→ **Work instructions**
Your answer should be every line below that includes the word "string".

→ **Material for this exercise**

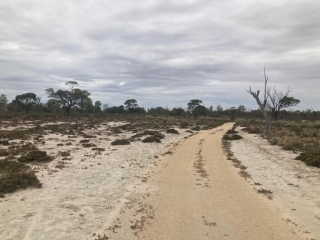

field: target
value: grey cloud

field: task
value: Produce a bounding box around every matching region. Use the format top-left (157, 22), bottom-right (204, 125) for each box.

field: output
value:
top-left (0, 0), bottom-right (319, 110)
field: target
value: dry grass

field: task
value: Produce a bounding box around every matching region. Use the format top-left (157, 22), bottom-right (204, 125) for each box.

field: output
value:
top-left (236, 118), bottom-right (320, 152)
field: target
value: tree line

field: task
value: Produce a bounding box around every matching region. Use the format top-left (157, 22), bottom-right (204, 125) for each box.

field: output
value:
top-left (0, 80), bottom-right (319, 121)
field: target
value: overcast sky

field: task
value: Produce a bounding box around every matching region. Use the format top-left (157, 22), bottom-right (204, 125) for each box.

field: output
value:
top-left (0, 0), bottom-right (319, 110)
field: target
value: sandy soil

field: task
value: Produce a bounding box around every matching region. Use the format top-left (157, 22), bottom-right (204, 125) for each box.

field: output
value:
top-left (1, 122), bottom-right (318, 240)
top-left (0, 121), bottom-right (192, 240)
top-left (229, 126), bottom-right (320, 239)
top-left (106, 123), bottom-right (312, 240)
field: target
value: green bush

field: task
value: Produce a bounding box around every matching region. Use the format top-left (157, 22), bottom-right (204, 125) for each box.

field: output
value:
top-left (0, 172), bottom-right (42, 194)
top-left (295, 152), bottom-right (320, 168)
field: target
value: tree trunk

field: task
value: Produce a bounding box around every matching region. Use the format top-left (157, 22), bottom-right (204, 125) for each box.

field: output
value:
top-left (265, 116), bottom-right (272, 134)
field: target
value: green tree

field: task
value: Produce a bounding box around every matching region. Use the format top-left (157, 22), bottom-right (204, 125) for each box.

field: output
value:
top-left (15, 93), bottom-right (40, 114)
top-left (187, 99), bottom-right (203, 124)
top-left (124, 99), bottom-right (138, 113)
top-left (74, 89), bottom-right (92, 113)
top-left (0, 94), bottom-right (8, 112)
top-left (94, 101), bottom-right (102, 113)
top-left (216, 105), bottom-right (223, 117)
top-left (46, 81), bottom-right (79, 115)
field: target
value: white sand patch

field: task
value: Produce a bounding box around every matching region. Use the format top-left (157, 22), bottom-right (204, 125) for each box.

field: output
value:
top-left (0, 121), bottom-right (192, 240)
top-left (230, 127), bottom-right (320, 238)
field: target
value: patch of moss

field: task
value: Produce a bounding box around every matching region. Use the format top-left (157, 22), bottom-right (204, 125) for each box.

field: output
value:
top-left (111, 139), bottom-right (131, 145)
top-left (18, 150), bottom-right (53, 163)
top-left (295, 152), bottom-right (320, 168)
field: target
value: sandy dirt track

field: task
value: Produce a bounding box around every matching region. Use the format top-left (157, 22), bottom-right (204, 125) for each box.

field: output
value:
top-left (116, 123), bottom-right (307, 240)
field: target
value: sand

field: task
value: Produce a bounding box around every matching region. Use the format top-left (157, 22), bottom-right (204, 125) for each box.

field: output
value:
top-left (109, 123), bottom-right (312, 240)
top-left (1, 121), bottom-right (319, 240)
top-left (0, 121), bottom-right (191, 240)
top-left (229, 126), bottom-right (320, 239)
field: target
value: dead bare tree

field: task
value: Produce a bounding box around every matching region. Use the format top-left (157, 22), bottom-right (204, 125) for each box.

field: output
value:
top-left (246, 68), bottom-right (272, 134)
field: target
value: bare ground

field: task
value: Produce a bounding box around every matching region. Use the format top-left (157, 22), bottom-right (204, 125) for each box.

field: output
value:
top-left (107, 123), bottom-right (312, 240)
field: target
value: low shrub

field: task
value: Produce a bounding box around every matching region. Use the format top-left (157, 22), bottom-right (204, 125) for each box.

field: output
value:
top-left (142, 136), bottom-right (161, 143)
top-left (241, 127), bottom-right (260, 134)
top-left (60, 151), bottom-right (70, 157)
top-left (295, 152), bottom-right (320, 168)
top-left (111, 139), bottom-right (131, 145)
top-left (226, 129), bottom-right (238, 134)
top-left (18, 150), bottom-right (53, 163)
top-left (0, 172), bottom-right (42, 194)
top-left (92, 148), bottom-right (105, 151)
top-left (0, 140), bottom-right (10, 146)
top-left (166, 129), bottom-right (179, 134)
top-left (180, 121), bottom-right (188, 129)
top-left (82, 143), bottom-right (97, 148)
top-left (191, 126), bottom-right (201, 131)
top-left (0, 149), bottom-right (9, 156)
top-left (144, 131), bottom-right (165, 139)
top-left (83, 135), bottom-right (97, 139)
top-left (0, 160), bottom-right (29, 174)
top-left (222, 134), bottom-right (243, 140)
top-left (80, 139), bottom-right (90, 143)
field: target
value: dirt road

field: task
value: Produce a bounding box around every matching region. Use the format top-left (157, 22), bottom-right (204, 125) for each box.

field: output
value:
top-left (120, 123), bottom-right (304, 240)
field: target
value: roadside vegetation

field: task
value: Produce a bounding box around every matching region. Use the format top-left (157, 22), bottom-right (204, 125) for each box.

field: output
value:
top-left (236, 118), bottom-right (320, 167)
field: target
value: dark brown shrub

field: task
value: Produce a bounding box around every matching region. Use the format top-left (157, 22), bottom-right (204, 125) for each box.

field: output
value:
top-left (92, 148), bottom-right (105, 151)
top-left (142, 136), bottom-right (161, 143)
top-left (180, 121), bottom-right (189, 129)
top-left (227, 129), bottom-right (238, 134)
top-left (80, 139), bottom-right (90, 143)
top-left (82, 143), bottom-right (97, 148)
top-left (191, 126), bottom-right (201, 131)
top-left (0, 140), bottom-right (10, 146)
top-left (18, 150), bottom-right (53, 163)
top-left (0, 149), bottom-right (9, 156)
top-left (166, 129), bottom-right (179, 134)
top-left (111, 139), bottom-right (131, 145)
top-left (60, 151), bottom-right (70, 157)
top-left (222, 134), bottom-right (243, 140)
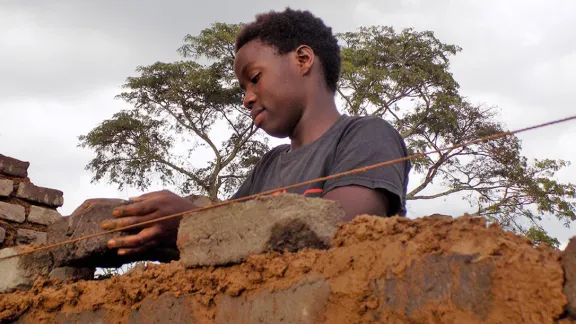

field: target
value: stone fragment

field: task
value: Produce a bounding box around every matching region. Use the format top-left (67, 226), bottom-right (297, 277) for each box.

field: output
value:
top-left (177, 193), bottom-right (345, 267)
top-left (216, 276), bottom-right (330, 324)
top-left (47, 198), bottom-right (179, 268)
top-left (0, 226), bottom-right (5, 243)
top-left (0, 201), bottom-right (25, 223)
top-left (15, 229), bottom-right (47, 245)
top-left (0, 246), bottom-right (54, 293)
top-left (27, 205), bottom-right (62, 225)
top-left (16, 182), bottom-right (64, 207)
top-left (0, 178), bottom-right (14, 196)
top-left (0, 154), bottom-right (29, 178)
top-left (48, 266), bottom-right (95, 280)
top-left (563, 237), bottom-right (576, 319)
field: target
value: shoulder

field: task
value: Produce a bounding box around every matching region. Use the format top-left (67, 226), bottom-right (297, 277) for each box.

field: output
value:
top-left (337, 115), bottom-right (405, 145)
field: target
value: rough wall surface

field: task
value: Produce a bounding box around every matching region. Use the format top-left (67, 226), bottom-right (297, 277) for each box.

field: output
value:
top-left (1, 214), bottom-right (571, 323)
top-left (0, 154), bottom-right (63, 249)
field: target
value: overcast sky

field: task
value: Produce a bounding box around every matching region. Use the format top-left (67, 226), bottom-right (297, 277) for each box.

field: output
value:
top-left (1, 0), bottom-right (574, 249)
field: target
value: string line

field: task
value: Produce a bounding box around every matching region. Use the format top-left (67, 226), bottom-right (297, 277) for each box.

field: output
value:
top-left (1, 114), bottom-right (575, 261)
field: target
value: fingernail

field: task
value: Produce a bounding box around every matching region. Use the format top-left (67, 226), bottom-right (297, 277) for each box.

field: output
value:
top-left (107, 240), bottom-right (117, 248)
top-left (118, 249), bottom-right (126, 256)
top-left (101, 221), bottom-right (115, 230)
top-left (112, 209), bottom-right (122, 217)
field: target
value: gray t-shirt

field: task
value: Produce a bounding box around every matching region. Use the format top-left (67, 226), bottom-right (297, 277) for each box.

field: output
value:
top-left (230, 114), bottom-right (411, 216)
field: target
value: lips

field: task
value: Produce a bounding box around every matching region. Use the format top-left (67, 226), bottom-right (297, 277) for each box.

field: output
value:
top-left (251, 108), bottom-right (265, 127)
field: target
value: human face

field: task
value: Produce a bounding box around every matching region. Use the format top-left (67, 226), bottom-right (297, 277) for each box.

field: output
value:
top-left (234, 40), bottom-right (305, 138)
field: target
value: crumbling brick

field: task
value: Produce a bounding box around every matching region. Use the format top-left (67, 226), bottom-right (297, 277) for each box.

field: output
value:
top-left (16, 182), bottom-right (64, 207)
top-left (0, 246), bottom-right (53, 293)
top-left (177, 193), bottom-right (345, 267)
top-left (0, 226), bottom-right (5, 243)
top-left (0, 179), bottom-right (14, 196)
top-left (0, 154), bottom-right (29, 178)
top-left (216, 276), bottom-right (330, 324)
top-left (15, 229), bottom-right (47, 245)
top-left (47, 198), bottom-right (179, 268)
top-left (27, 205), bottom-right (62, 225)
top-left (563, 237), bottom-right (576, 319)
top-left (48, 267), bottom-right (95, 280)
top-left (0, 201), bottom-right (25, 223)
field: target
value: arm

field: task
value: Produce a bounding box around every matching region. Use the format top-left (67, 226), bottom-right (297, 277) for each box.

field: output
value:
top-left (322, 116), bottom-right (410, 220)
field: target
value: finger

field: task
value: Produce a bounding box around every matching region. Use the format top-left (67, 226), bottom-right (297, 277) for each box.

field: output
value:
top-left (117, 239), bottom-right (159, 256)
top-left (107, 226), bottom-right (161, 249)
top-left (112, 199), bottom-right (158, 218)
top-left (101, 214), bottom-right (156, 231)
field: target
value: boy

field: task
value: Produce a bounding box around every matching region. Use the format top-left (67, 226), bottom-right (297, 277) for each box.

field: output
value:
top-left (101, 8), bottom-right (411, 256)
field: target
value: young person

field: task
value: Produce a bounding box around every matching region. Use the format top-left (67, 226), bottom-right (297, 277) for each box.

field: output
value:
top-left (101, 8), bottom-right (411, 257)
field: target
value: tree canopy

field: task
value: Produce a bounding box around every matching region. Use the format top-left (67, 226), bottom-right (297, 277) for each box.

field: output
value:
top-left (79, 23), bottom-right (575, 248)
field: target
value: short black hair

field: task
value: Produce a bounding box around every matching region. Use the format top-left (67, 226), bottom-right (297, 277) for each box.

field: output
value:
top-left (235, 8), bottom-right (341, 93)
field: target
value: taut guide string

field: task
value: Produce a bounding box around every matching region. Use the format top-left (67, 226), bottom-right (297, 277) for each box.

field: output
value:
top-left (1, 114), bottom-right (576, 262)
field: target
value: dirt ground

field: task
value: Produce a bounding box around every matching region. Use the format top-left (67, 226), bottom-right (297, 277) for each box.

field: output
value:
top-left (0, 214), bottom-right (570, 323)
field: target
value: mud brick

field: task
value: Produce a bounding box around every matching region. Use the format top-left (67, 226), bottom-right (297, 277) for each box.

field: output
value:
top-left (369, 253), bottom-right (494, 320)
top-left (0, 154), bottom-right (29, 178)
top-left (563, 237), bottom-right (576, 319)
top-left (27, 205), bottom-right (62, 225)
top-left (47, 198), bottom-right (179, 268)
top-left (0, 201), bottom-right (25, 223)
top-left (48, 267), bottom-right (95, 280)
top-left (16, 182), bottom-right (64, 207)
top-left (177, 193), bottom-right (346, 267)
top-left (0, 178), bottom-right (14, 196)
top-left (128, 293), bottom-right (197, 324)
top-left (15, 229), bottom-right (47, 245)
top-left (0, 246), bottom-right (54, 293)
top-left (216, 276), bottom-right (330, 324)
top-left (0, 226), bottom-right (5, 244)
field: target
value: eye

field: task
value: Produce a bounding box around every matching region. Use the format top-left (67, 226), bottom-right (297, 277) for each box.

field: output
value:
top-left (250, 73), bottom-right (261, 84)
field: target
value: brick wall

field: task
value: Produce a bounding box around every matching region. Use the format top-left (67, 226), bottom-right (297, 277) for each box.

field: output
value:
top-left (0, 154), bottom-right (63, 248)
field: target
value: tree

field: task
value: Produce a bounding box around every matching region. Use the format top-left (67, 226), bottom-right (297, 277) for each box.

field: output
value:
top-left (336, 26), bottom-right (575, 248)
top-left (79, 23), bottom-right (575, 248)
top-left (79, 23), bottom-right (269, 199)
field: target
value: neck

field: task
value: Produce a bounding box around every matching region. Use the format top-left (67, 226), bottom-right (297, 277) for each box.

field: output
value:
top-left (289, 89), bottom-right (340, 150)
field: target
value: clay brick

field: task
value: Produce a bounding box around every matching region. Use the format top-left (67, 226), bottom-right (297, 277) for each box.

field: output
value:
top-left (47, 198), bottom-right (179, 268)
top-left (0, 178), bottom-right (14, 196)
top-left (17, 310), bottom-right (108, 324)
top-left (27, 205), bottom-right (62, 225)
top-left (16, 229), bottom-right (47, 245)
top-left (128, 293), bottom-right (197, 324)
top-left (177, 194), bottom-right (345, 267)
top-left (563, 237), bottom-right (576, 319)
top-left (0, 246), bottom-right (54, 293)
top-left (369, 253), bottom-right (494, 320)
top-left (0, 154), bottom-right (29, 178)
top-left (216, 276), bottom-right (330, 323)
top-left (48, 267), bottom-right (95, 280)
top-left (0, 226), bottom-right (5, 243)
top-left (0, 201), bottom-right (25, 223)
top-left (16, 182), bottom-right (64, 207)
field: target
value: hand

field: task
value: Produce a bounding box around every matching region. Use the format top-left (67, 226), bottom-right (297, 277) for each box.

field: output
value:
top-left (100, 190), bottom-right (198, 256)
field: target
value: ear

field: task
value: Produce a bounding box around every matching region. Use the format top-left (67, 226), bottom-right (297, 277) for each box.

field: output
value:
top-left (293, 45), bottom-right (315, 76)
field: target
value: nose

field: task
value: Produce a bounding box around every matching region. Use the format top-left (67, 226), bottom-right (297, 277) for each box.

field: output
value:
top-left (243, 90), bottom-right (256, 110)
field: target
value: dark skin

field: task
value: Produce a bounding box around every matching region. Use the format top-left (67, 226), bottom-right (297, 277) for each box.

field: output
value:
top-left (101, 39), bottom-right (389, 256)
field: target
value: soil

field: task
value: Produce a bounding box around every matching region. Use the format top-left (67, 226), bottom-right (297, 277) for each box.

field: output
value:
top-left (0, 214), bottom-right (569, 323)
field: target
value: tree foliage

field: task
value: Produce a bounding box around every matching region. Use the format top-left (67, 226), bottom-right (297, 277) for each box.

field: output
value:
top-left (79, 23), bottom-right (575, 248)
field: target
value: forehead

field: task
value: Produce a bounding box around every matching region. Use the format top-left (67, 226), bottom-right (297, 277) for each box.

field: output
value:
top-left (234, 40), bottom-right (281, 74)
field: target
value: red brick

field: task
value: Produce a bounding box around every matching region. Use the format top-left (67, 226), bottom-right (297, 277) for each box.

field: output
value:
top-left (563, 237), bottom-right (576, 319)
top-left (216, 276), bottom-right (330, 324)
top-left (0, 154), bottom-right (29, 178)
top-left (16, 182), bottom-right (63, 207)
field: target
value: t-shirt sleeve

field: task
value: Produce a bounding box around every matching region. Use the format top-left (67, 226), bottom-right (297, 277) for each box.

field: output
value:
top-left (322, 116), bottom-right (410, 215)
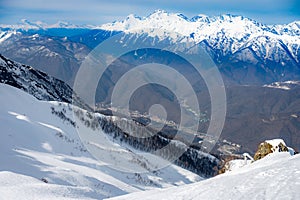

→ **Result of the task**
value: string line
value: taut guide string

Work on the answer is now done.